**DATA UNDER STUDY:**
----

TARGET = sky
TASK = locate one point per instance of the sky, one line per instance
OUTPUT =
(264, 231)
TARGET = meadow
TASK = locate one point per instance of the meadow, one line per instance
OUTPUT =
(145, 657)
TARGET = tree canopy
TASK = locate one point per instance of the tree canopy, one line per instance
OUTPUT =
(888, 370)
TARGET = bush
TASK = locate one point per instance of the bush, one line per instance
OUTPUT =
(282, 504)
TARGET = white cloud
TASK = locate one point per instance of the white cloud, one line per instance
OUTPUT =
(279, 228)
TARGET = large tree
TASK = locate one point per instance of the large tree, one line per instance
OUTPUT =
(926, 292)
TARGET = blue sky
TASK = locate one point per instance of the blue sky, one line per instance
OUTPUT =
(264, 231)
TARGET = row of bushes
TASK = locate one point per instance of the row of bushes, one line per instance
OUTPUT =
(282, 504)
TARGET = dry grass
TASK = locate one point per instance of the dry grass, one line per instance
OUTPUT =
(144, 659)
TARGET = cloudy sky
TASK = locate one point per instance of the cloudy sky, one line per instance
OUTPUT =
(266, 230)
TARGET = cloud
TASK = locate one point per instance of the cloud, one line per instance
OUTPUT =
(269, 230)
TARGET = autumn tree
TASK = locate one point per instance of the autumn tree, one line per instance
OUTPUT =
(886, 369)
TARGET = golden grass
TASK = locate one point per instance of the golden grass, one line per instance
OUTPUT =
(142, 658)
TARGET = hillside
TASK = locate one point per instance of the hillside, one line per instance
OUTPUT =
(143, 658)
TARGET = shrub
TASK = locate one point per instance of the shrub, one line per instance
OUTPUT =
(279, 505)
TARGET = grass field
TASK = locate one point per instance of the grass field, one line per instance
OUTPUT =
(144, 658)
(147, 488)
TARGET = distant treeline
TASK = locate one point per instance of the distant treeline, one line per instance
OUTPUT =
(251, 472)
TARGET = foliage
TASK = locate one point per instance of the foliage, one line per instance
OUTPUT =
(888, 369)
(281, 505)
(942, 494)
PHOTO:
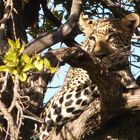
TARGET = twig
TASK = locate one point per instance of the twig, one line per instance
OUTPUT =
(5, 79)
(10, 121)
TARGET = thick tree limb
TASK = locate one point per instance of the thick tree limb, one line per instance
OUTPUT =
(46, 40)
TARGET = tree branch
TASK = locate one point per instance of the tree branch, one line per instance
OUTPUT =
(46, 40)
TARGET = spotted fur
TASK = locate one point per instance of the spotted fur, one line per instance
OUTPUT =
(106, 39)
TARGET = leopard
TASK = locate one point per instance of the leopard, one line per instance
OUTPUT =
(107, 39)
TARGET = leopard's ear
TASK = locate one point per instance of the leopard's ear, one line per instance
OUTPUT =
(85, 23)
(131, 21)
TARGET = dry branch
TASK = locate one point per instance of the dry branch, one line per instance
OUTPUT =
(46, 40)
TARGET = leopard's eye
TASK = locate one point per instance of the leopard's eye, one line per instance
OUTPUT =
(92, 38)
(111, 38)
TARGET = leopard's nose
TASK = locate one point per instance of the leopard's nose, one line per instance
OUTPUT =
(101, 48)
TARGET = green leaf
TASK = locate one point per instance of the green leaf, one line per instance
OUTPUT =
(17, 43)
(52, 69)
(38, 65)
(28, 67)
(23, 77)
(12, 44)
(26, 58)
(37, 57)
(13, 71)
(21, 49)
(11, 64)
(4, 68)
(47, 63)
(10, 56)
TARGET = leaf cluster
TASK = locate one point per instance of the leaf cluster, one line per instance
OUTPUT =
(17, 63)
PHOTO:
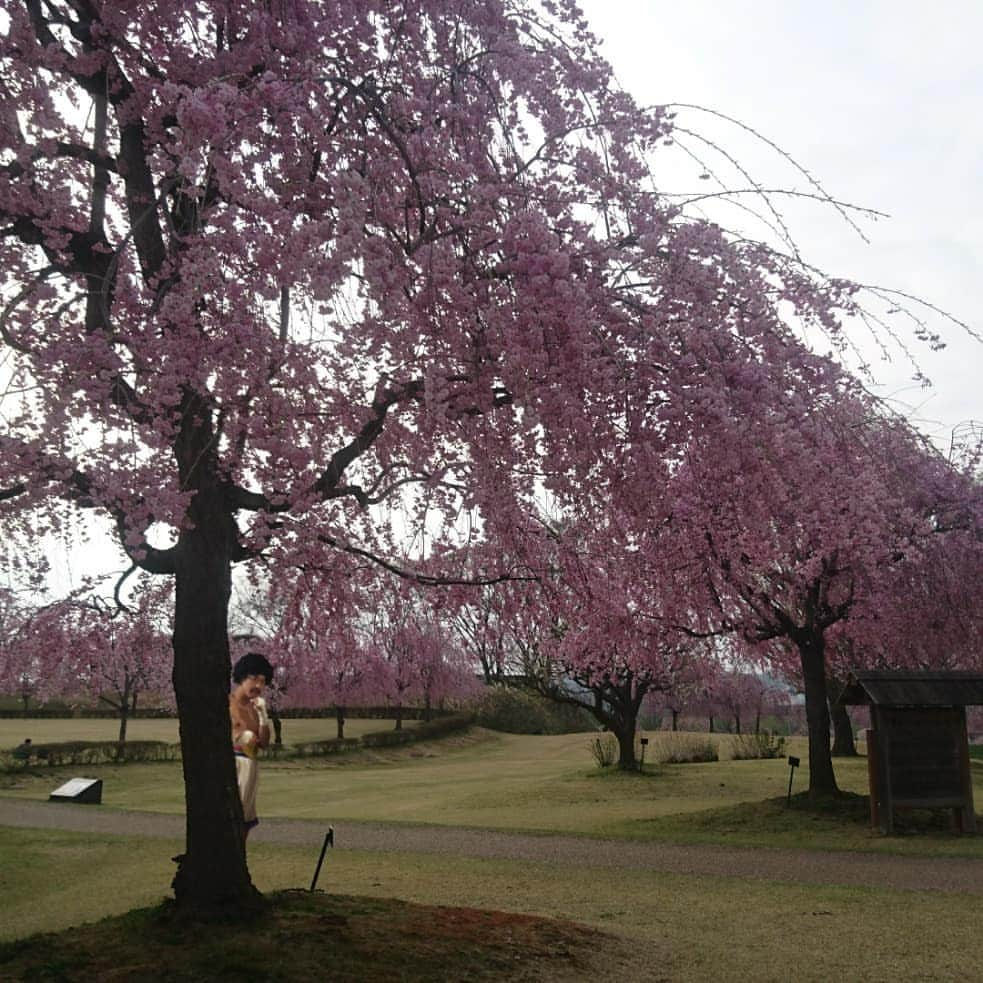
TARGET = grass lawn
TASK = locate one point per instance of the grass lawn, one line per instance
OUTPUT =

----

Could you return exactly the stretch of the data above that starts at the line with "tree branch, one line per instance" and ends at the line with "TARGET = leopard's ear", both lines included?

TASK = locate one point per instance of the tree branch, one line per instance
OUTPUT =
(46, 40)
TARGET = spotted fur
TASK = locate one point per instance of the spotted fur, one line per instance
OUTPUT =
(106, 39)
TARGET = leopard
TASK = locate one point per instance of the leopard, one line per instance
OUTPUT =
(107, 39)
TARGET = leopard's ear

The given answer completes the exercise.